Please change "clock tower" to "bell tower" in the rows from the line with "Target: palace of westminster" through the end of the rows, and give those lines again with nothing else altered.
┌─ Records to use
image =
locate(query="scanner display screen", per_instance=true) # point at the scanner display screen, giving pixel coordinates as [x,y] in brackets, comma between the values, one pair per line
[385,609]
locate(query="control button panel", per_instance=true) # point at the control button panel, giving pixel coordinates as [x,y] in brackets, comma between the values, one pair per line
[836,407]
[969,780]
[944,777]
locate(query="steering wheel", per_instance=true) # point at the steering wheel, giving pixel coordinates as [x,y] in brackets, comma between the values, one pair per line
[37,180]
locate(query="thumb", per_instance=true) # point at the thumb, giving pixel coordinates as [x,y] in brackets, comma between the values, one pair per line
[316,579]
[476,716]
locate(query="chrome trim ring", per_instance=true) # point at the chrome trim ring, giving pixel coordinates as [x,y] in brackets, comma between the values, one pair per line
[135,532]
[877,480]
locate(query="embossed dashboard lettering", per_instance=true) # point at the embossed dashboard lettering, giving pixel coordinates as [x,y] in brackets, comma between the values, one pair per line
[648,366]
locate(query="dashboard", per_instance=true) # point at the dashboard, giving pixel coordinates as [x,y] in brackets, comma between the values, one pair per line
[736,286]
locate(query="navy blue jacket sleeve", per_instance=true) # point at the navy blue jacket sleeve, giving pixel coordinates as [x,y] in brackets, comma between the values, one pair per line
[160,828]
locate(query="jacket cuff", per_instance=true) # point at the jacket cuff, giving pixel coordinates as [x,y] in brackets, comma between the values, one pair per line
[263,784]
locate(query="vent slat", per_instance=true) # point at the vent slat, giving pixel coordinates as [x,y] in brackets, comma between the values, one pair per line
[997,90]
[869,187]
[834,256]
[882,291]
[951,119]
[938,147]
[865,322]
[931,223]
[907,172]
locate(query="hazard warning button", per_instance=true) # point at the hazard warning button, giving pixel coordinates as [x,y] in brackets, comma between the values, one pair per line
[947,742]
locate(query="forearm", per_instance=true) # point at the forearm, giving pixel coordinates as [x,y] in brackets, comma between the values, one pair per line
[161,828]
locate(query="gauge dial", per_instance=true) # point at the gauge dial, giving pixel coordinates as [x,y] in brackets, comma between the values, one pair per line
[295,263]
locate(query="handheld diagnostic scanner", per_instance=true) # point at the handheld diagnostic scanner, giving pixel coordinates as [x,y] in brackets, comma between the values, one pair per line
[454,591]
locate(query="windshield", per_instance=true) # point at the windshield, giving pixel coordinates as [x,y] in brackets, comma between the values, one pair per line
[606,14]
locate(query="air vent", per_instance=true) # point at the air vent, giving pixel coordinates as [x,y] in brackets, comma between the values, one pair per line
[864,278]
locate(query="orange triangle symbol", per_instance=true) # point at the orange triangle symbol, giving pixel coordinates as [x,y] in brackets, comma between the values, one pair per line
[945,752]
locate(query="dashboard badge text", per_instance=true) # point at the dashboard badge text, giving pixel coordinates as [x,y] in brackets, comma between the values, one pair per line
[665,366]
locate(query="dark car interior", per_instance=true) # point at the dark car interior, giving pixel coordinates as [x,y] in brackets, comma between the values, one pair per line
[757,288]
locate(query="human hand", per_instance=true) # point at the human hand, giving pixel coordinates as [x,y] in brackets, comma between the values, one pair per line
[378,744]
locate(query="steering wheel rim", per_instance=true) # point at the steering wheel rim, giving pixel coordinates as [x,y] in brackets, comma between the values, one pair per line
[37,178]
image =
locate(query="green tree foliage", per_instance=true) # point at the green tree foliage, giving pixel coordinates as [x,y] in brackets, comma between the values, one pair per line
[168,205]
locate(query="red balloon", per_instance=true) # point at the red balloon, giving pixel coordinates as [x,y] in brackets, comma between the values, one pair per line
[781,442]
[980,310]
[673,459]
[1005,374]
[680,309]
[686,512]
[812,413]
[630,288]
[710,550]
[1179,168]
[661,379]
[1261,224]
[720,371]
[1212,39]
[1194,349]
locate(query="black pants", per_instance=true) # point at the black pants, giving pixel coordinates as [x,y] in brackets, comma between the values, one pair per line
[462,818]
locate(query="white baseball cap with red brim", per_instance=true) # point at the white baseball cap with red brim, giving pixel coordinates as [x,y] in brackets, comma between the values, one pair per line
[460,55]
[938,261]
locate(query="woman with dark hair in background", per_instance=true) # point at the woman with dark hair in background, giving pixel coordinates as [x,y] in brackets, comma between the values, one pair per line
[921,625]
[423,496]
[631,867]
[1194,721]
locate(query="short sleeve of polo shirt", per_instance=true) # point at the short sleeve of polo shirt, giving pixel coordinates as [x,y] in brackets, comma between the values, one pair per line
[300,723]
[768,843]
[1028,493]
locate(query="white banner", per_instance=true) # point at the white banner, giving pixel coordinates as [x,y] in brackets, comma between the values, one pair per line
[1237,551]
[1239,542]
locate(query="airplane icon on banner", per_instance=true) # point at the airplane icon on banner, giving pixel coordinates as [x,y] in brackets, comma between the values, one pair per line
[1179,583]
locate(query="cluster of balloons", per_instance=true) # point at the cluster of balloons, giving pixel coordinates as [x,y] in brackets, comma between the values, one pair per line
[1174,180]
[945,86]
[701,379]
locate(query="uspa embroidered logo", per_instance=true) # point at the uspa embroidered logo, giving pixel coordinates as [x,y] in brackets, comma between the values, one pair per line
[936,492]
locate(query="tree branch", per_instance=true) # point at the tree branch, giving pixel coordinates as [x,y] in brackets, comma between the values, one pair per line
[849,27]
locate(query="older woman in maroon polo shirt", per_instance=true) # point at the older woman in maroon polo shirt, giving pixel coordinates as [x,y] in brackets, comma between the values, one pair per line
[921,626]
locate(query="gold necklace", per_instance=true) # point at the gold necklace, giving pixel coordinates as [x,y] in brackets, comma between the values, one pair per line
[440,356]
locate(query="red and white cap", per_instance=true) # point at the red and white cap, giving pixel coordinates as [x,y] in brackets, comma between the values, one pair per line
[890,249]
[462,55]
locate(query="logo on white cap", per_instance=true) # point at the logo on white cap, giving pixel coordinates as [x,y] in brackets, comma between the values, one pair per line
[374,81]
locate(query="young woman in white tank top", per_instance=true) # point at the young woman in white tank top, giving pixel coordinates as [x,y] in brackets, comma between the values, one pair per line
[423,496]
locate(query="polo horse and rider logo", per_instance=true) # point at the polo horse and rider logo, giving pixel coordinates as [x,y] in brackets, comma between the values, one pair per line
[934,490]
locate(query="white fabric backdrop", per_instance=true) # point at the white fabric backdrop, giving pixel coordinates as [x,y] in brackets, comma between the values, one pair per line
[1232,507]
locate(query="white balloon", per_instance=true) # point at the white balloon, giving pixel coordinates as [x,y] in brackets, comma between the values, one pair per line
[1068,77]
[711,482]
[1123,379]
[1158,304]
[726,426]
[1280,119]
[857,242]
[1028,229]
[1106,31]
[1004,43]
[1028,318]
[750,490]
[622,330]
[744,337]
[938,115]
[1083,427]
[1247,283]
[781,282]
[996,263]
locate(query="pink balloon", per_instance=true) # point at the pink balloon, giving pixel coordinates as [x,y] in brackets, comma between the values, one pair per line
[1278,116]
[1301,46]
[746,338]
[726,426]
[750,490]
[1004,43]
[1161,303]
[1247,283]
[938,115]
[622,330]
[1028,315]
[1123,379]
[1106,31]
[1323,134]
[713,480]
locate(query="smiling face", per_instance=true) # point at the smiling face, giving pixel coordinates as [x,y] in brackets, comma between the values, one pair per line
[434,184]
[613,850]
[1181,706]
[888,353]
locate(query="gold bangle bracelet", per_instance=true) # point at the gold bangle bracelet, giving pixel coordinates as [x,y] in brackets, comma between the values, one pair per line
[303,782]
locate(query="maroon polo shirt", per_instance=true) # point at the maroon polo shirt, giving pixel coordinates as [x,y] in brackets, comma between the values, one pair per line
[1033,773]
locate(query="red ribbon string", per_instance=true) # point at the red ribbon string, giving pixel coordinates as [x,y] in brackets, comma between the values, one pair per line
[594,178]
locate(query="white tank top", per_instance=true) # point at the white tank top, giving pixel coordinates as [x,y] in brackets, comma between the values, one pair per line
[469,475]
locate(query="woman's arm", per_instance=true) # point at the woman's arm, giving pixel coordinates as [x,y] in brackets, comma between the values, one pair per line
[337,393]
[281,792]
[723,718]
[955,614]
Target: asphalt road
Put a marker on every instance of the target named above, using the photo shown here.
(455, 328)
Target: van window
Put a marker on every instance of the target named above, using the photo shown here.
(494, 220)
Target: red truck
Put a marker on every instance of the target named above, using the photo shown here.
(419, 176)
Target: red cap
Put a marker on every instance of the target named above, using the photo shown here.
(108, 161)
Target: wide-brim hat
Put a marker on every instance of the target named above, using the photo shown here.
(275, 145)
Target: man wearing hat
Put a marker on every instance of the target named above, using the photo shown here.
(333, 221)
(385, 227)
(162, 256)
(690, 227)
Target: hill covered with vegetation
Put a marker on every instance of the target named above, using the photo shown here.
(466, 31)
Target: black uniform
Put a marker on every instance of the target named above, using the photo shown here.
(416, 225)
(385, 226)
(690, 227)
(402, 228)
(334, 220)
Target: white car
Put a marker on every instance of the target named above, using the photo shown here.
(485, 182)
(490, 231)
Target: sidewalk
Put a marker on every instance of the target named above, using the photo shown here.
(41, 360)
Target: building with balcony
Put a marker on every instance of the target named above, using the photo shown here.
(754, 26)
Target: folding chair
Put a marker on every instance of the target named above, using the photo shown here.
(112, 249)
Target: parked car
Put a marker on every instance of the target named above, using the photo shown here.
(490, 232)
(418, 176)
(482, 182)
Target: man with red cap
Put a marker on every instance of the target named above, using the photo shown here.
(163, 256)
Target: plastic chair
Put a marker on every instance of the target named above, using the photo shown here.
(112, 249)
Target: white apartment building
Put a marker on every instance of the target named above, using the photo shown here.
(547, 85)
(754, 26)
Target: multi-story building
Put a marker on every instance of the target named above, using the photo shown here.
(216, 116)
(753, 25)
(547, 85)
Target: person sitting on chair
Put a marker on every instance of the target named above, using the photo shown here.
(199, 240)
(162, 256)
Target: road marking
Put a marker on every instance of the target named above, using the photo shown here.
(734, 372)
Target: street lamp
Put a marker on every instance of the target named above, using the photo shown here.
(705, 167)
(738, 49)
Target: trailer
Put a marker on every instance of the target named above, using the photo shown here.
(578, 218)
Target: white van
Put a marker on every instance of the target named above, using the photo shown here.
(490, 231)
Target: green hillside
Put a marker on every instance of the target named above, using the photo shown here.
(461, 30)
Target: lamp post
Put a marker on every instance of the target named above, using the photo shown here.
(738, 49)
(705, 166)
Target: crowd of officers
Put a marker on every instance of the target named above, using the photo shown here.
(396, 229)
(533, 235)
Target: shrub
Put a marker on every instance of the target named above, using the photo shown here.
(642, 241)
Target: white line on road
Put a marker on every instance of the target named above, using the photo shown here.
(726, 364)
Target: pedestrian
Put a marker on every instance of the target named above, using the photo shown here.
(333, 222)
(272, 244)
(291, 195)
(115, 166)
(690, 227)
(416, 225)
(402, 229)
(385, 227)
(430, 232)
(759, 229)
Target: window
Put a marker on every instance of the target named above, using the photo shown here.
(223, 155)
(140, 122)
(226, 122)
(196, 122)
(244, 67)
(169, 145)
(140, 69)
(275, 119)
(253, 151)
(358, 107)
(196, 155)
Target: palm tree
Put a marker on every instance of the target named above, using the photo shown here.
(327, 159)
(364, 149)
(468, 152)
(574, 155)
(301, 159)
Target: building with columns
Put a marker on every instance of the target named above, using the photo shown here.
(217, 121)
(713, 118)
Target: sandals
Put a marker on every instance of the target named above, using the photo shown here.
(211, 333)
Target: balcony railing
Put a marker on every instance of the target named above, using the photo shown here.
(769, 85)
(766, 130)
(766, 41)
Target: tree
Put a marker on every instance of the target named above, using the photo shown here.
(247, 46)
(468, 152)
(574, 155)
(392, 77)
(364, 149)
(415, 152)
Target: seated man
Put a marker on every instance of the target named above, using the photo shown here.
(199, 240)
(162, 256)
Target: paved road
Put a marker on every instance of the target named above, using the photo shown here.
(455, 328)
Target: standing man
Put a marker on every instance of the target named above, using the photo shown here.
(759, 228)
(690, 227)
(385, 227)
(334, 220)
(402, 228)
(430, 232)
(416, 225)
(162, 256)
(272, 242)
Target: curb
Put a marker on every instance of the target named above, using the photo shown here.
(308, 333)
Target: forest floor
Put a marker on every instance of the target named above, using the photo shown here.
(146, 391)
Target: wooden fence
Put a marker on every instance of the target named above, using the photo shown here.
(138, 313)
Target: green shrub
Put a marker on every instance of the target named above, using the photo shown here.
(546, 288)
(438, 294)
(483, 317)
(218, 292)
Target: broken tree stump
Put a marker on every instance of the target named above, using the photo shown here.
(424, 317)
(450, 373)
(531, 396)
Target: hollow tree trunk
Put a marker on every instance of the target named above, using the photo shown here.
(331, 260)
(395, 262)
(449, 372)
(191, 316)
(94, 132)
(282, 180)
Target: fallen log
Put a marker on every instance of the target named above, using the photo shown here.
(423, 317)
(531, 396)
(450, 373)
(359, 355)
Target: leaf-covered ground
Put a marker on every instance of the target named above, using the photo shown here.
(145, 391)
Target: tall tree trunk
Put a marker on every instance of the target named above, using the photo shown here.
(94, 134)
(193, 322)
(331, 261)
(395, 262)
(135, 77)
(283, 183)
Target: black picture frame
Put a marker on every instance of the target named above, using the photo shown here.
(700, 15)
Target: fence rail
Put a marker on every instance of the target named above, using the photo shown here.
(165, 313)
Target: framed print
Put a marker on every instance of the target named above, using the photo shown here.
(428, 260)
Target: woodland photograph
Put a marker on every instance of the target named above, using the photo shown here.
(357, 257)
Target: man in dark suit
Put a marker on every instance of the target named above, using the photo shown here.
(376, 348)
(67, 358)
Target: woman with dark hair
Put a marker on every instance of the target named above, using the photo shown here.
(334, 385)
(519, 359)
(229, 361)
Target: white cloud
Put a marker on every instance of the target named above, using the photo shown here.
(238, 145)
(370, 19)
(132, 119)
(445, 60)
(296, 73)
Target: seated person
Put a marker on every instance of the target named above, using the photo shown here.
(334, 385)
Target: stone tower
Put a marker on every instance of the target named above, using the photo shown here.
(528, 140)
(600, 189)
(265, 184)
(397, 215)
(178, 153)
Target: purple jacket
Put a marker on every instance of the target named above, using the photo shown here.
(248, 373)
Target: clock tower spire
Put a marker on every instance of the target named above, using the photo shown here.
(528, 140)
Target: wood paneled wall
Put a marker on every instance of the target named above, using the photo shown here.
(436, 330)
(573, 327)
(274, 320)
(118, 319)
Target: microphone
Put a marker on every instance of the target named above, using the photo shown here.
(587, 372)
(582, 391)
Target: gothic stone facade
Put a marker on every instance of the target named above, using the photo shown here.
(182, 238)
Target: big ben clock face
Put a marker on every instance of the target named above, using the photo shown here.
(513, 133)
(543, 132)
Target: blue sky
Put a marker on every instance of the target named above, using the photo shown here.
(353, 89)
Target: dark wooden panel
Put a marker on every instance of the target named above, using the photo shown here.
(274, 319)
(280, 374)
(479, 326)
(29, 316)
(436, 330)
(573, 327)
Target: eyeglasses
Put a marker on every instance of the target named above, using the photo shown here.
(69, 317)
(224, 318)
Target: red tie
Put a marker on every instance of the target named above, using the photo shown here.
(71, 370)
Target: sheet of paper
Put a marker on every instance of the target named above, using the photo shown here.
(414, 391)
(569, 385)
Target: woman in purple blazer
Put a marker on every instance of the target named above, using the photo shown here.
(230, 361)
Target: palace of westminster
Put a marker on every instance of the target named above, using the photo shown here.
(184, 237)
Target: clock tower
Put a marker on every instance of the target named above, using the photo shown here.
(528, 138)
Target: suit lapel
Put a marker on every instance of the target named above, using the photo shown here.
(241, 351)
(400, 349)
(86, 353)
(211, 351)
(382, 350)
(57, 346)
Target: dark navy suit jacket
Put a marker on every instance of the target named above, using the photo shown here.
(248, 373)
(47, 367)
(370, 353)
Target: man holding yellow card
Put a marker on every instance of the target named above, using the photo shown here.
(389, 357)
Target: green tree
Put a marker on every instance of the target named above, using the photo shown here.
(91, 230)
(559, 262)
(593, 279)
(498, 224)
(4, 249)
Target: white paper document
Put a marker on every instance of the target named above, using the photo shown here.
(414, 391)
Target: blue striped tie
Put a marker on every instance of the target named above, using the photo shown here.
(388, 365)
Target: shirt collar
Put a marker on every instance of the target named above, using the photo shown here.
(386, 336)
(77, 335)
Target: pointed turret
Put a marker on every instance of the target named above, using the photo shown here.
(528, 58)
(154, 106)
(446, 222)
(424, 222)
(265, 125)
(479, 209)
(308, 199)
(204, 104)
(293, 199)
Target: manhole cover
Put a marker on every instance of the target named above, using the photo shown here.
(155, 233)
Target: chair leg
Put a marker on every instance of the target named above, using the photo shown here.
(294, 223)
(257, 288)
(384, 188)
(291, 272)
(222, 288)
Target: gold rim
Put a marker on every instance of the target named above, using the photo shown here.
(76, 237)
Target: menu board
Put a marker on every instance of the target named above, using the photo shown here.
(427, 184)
└─
Task answer:
Target: palace of westminster
Put a marker on every instance of the target named above, using the photo shown here.
(184, 237)
Target: bell tower
Put a marker on every instance of the target named above, using the photo shown here.
(528, 138)
Target: suit lapel
Put a marker on every instance of the target named above, using the photo shown here.
(241, 351)
(400, 349)
(86, 353)
(211, 351)
(382, 350)
(57, 346)
Target: dark navy suit jacket
Put a marker on every instance of the target named above, using the photo shown here.
(248, 373)
(47, 367)
(370, 353)
Target: man holding yellow card
Put a marker on every instance of the target named above, using the photo shown here.
(389, 357)
Target: green tree
Put a marker on every instance of the target named above, using the photo shown here.
(91, 230)
(559, 262)
(593, 279)
(498, 224)
(4, 249)
Target: white paper document
Put a marker on every instance of the target named above, using the photo shown here.
(414, 391)
Target: blue striped tie
Put a marker on every instance of the target named above, using the photo shown here.
(388, 365)
Target: shirt collar
Put a marker on every instance of the target named above, using the photo shown here.
(386, 336)
(77, 335)
Target: pointed turret
Put a marker on every instance of the target named above, using the photo shown here.
(528, 58)
(154, 106)
(446, 222)
(424, 222)
(265, 125)
(479, 209)
(308, 199)
(204, 104)
(293, 199)
Target: manhole cover
Put a marker on every instance of the target named above, using the photo shown here.
(155, 233)
Target: chair leg
Put a marker on every instance of the target named above, using the photo shown here.
(294, 223)
(257, 288)
(384, 188)
(291, 272)
(222, 288)
Target: gold rim
Put a marker on every instance of the target named above, using the photo shown here.
(76, 237)
Target: menu board
Put a marker on every instance of the target named above, using the photo shown here.
(427, 184)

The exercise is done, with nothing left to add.